AUFGABE 1 —
Schreibe bitte aus der Rezension den Abschnitt ab, der mit „Schwierig etwas zu“ beginnt und bis einschließlich „persönliche Meinung wider.“ reicht.
AUFGABE 2 —
Wie heißt laut der Rezension die Fortsetzung, die die unbeantworteten Fragen aufklären soll?

QUELLENAUSZUG —

Es heißt ja, dass die Fortsetzung "Stella Maris" einiges aufklärt, also all die Fragen klärt, die unbeantwortet blieben ... ich bin gespannt. Die ganzen Passagen über Wissenschaft, Physik, das menschliche Bewusstsein und dessen Tücken, das sind ja eigentlich Themen die mich stark interessieren - aber eher auf einem alltagsverständlichem Niveau. Die vielen Fremdwörter, Bezeichnungen und Namen teilweise mögen für Kenner der Gebiete den Sinn herauslesen lassen, für mich war es einfach nicht möglich.

Schwierig etwas zu bewerten, das man nicht versteht. Ich hab ehrlich gesagt keine Ahnung, auf was der Autor mit seiner Geschichte hinauswollte - ich hatte gehofft, dass "Stella Maris" etwas Licht ins Dunkel bringt, aber dem war nicht so. Es wurde zwar etwas offenbart, allerdings komme ich nicht so ganz hinter den Clou des ganzen.


Meine Bewertung
✩✩✩✩✩✩✩✩✩✩




Vielen Dank an den Verlag für das Rezensionsexemplar.
 Es gab diesbezüglich keinerlei Vorgaben und die Rezension 
spiegelt meine ganz persönliche Meinung wider.

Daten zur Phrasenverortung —
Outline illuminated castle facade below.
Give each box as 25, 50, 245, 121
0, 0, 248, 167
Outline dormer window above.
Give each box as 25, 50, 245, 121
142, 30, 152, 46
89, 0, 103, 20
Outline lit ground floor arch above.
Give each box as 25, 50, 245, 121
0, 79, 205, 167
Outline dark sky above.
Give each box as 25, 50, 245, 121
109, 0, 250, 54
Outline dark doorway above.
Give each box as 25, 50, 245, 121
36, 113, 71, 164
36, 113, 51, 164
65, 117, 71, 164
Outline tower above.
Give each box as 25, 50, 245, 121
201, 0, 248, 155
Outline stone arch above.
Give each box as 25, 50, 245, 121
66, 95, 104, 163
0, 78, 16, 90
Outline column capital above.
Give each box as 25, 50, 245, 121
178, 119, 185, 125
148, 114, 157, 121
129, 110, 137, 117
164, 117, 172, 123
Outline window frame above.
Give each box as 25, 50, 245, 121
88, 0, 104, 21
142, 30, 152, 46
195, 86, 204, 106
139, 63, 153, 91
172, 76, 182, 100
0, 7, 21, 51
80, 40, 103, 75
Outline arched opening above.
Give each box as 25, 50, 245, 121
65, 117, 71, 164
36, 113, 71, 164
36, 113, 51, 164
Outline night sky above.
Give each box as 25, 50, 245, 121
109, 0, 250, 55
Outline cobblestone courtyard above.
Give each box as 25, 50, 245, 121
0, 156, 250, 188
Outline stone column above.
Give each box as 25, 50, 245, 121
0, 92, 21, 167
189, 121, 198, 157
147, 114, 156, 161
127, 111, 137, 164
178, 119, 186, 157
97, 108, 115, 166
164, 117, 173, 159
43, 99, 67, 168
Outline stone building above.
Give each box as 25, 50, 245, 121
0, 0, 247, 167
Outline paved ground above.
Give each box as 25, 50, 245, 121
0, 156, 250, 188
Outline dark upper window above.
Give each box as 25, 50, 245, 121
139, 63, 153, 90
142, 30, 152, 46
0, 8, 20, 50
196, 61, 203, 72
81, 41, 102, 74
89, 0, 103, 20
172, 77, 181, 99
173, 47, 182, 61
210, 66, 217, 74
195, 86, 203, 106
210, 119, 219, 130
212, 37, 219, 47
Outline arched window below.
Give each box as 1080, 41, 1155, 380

LÖSUNG 1 —
Schwierig etwas zu bewerten, das man nicht versteht. Ich hab ehrlich gesagt keine Ahnung, auf was der Autor mit seiner Geschichte hinauswollte - ich hatte gehofft, dass "Stella Maris" etwas Licht ins Dunkel bringt, aber dem war nicht so. Es wurde zwar etwas offenbart, allerdings komme ich nicht so ganz hinter den Clou des ganzen.


Meine Bewertung
✩✩✩✩✩✩✩✩✩✩




Vielen Dank an den Verlag für das Rezensionsexemplar.
 Es gab diesbezüglich keinerlei Vorgaben und die Rezension 
spiegelt meine ganz persönliche Meinung wider.

LÖSUNG 2 —
Die Fortsetzung heißt „Stella Maris“.